▶ [What to work on]: Render the items below as a numbered list, omitting blank lines and leaving out the pictures.

▶ [Record excerpts]:
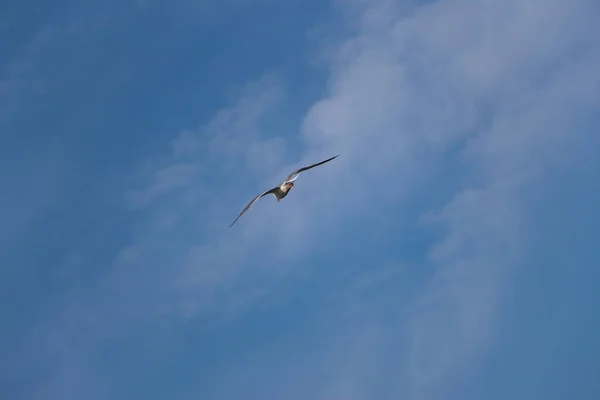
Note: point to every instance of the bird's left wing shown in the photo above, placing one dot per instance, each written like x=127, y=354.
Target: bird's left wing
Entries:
x=254, y=200
x=292, y=177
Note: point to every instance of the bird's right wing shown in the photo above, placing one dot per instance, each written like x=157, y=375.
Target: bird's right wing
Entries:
x=292, y=177
x=254, y=200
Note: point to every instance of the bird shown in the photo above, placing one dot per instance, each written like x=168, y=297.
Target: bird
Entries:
x=279, y=192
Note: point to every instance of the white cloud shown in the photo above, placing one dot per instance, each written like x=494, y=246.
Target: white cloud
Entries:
x=488, y=89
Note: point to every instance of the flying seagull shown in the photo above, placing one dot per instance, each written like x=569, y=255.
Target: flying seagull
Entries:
x=279, y=192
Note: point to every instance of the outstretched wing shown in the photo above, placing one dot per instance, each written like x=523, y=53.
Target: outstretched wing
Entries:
x=292, y=177
x=254, y=200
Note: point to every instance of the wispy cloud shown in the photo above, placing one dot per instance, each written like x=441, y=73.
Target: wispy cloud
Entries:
x=473, y=102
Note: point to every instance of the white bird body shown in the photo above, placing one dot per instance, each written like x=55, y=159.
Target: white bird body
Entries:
x=279, y=192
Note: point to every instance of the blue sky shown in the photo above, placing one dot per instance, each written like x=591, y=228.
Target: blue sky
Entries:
x=448, y=253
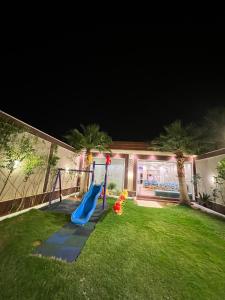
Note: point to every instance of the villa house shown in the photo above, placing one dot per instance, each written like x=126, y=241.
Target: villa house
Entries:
x=144, y=173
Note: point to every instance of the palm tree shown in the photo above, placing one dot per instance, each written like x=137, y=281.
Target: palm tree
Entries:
x=90, y=138
x=214, y=128
x=180, y=140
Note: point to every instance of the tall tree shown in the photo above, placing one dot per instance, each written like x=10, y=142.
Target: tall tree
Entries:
x=214, y=128
x=91, y=137
x=180, y=140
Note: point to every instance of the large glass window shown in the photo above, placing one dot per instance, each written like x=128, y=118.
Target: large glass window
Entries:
x=115, y=172
x=159, y=178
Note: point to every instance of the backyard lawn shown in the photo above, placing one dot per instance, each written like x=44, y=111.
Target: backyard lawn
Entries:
x=147, y=253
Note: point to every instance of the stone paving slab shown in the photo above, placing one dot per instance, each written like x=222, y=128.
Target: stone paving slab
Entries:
x=68, y=242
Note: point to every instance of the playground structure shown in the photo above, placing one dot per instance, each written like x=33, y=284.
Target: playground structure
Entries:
x=88, y=203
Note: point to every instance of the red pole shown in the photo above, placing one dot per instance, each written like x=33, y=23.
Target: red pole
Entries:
x=60, y=186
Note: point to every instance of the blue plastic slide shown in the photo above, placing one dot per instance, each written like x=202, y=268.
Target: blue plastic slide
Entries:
x=84, y=211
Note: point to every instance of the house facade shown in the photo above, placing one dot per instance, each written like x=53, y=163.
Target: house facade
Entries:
x=144, y=173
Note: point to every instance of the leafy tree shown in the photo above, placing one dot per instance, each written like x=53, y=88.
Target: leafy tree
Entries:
x=16, y=151
x=213, y=127
x=8, y=131
x=89, y=138
x=180, y=140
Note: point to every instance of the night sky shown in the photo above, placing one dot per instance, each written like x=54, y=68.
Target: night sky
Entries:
x=130, y=79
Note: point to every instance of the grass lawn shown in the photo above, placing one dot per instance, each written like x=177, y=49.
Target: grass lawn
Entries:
x=147, y=253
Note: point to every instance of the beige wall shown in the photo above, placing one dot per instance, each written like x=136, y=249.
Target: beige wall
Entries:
x=206, y=168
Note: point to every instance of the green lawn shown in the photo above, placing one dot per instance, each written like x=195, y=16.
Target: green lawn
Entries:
x=147, y=253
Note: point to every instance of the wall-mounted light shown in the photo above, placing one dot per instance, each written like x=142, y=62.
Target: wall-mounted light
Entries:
x=16, y=164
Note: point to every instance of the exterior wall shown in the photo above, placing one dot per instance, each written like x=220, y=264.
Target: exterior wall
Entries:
x=206, y=168
x=131, y=160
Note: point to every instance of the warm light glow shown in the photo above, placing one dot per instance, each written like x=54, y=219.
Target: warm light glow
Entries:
x=16, y=164
x=212, y=179
x=130, y=175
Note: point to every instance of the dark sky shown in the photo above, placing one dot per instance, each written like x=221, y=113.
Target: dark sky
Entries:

▶ [Task response]:
1. Note: point to every instance of the bird's left wing shown in the photo above, placing one dot per instance, each written like x=127, y=354.
2. Target: bird's left wing
3. Entries:
4. x=254, y=200
5. x=292, y=177
6. Note: point to every instance of the bird's right wing shown in the photo above, placing one dot per instance, each written like x=157, y=375.
7. Target: bird's right wing
8. Entries:
9. x=292, y=177
10. x=254, y=200
11. Note: point to every instance of the bird shown in the photo above, placing one dot per instance, each written like x=168, y=297.
12. Target: bird
13. Entries:
14. x=279, y=192
15. Note: point to every instance of the white cloud shown in the photo above, placing one dot per instance, each written like x=494, y=246.
16. Target: white cloud
17. Entries:
18. x=488, y=89
19. Note: point to every instance of the flying seagull shown in the photo above, placing one dot per instance, each written like x=569, y=255.
20. Target: flying seagull
21. Entries:
22. x=279, y=192
23. Note: point to every instance of the outstretched wing shown in the photo above, placing one dot per instance, each written like x=523, y=53.
24. Target: outstretched wing
25. Entries:
26. x=292, y=177
27. x=254, y=200
28. Note: point to every instance of the wispy cloud shown in the photo above, placing one dot per instance, each written like x=441, y=73.
29. Target: wispy cloud
30. Entries:
31. x=473, y=102
32. Note: point to every instance of the white bird body shown in the photo above, placing one dot per instance, each written like x=55, y=159.
33. Target: white bird body
34. Entries:
35. x=279, y=192
36. Note: point to every instance of the blue sky shown in the photo above, placing one dot per instance, each written like x=591, y=228.
37. Target: blue sky
38. Entries:
39. x=448, y=253
40. Note: point to every instance of the villa house shown in the photo above, placing one dot per instance, each written like x=126, y=241.
41. Target: villa house
42. Entries:
43. x=144, y=173
44. Note: point to every instance of the palm tree shown in the photo above, placing one dot per instance, each written like x=137, y=281.
45. Target: palm tree
46. Entries:
47. x=90, y=138
48. x=214, y=128
49. x=180, y=140
50. Note: point to every instance of the tall tree shown in the photo above, placing one dot per instance, each written like x=10, y=142.
51. Target: tall tree
52. Entries:
53. x=214, y=128
54. x=91, y=137
55. x=180, y=140
56. Note: point to every instance of the large glass window shown in the photo above, placing one dot per instance, each written like x=128, y=118.
57. Target: large glass window
58. Entries:
59. x=115, y=172
60. x=159, y=178
61. Note: point to every instance of the backyard lawn shown in the photo above, placing one dot per instance, each written like x=44, y=111.
62. Target: backyard lawn
63. Entries:
64. x=147, y=253
65. Note: point to every instance of the stone paving slab shown in the photo above, placing one dot per instance, each written like x=222, y=128.
66. Target: stone paving slab
67. Entries:
68. x=68, y=242
69. Note: point to every instance of the playground structure shown in the photo above, placing one dot per instance, each written like x=33, y=284.
70. Target: playground structure
71. Entries:
72. x=88, y=203
73. Note: point to every instance of the red pole shown in the photo above, placing one dot per instance, each written like x=33, y=23.
74. Target: red pole
75. Entries:
76. x=60, y=186
77. Note: point to every instance of the blue plastic slide shown in the photo above, placing one dot per instance, each written like x=202, y=268.
78. Target: blue plastic slide
79. Entries:
80. x=84, y=211
81. Note: point to every instance of the house facade shown in the photo above, placing one dot per instance, each written like x=53, y=163.
82. Target: house facade
83. Entries:
84. x=144, y=173
85. Note: point to every instance of the leafy tree shown in the photo above, placing one dot per instance, each written like x=53, y=88.
86. Target: leafy tree
87. Entries:
88. x=16, y=151
89. x=213, y=127
90. x=8, y=131
91. x=89, y=138
92. x=180, y=140
93. Note: point to every instance of the night sky shown in the photo above, placing one dot per instance, each written like x=54, y=68.
94. Target: night sky
95. Entries:
96. x=130, y=79
97. Note: point to every instance of the grass lawn shown in the photo above, placing one dot per instance, each written like x=177, y=49.
98. Target: grass lawn
99. Entries:
100. x=147, y=253
101. Note: point to every instance of the beige wall shown in the photo above, placing one dot per instance, each written like x=136, y=249.
102. Target: beige wall
103. Entries:
104. x=206, y=168
105. Note: point to every instance of the green lawn shown in the photo above, placing one dot per instance, each written like x=195, y=16.
106. Target: green lawn
107. Entries:
108. x=147, y=253
109. Note: point to every instance of the wall-mounted light shown in the photo above, placing one dot per instance, each written like x=142, y=62.
110. Target: wall-mounted light
111. Entries:
112. x=16, y=164
113. Note: point to every instance of the exterior wall shown in the photo above, placing one dot per instance, each written like x=220, y=264.
114. Target: exterior wall
115. Entries:
116. x=206, y=168
117. x=131, y=160
118. Note: point to every instance of the warm light glow shown in the photo above, placing one dot per instance, each written like x=54, y=219.
119. Target: warm light glow
120. Entries:
121. x=16, y=164
122. x=212, y=179
123. x=130, y=175
124. Note: point to every instance of the dark sky shown in the photo above, placing one dot per instance, each written like x=221, y=113.
125. Target: dark sky
126. Entries:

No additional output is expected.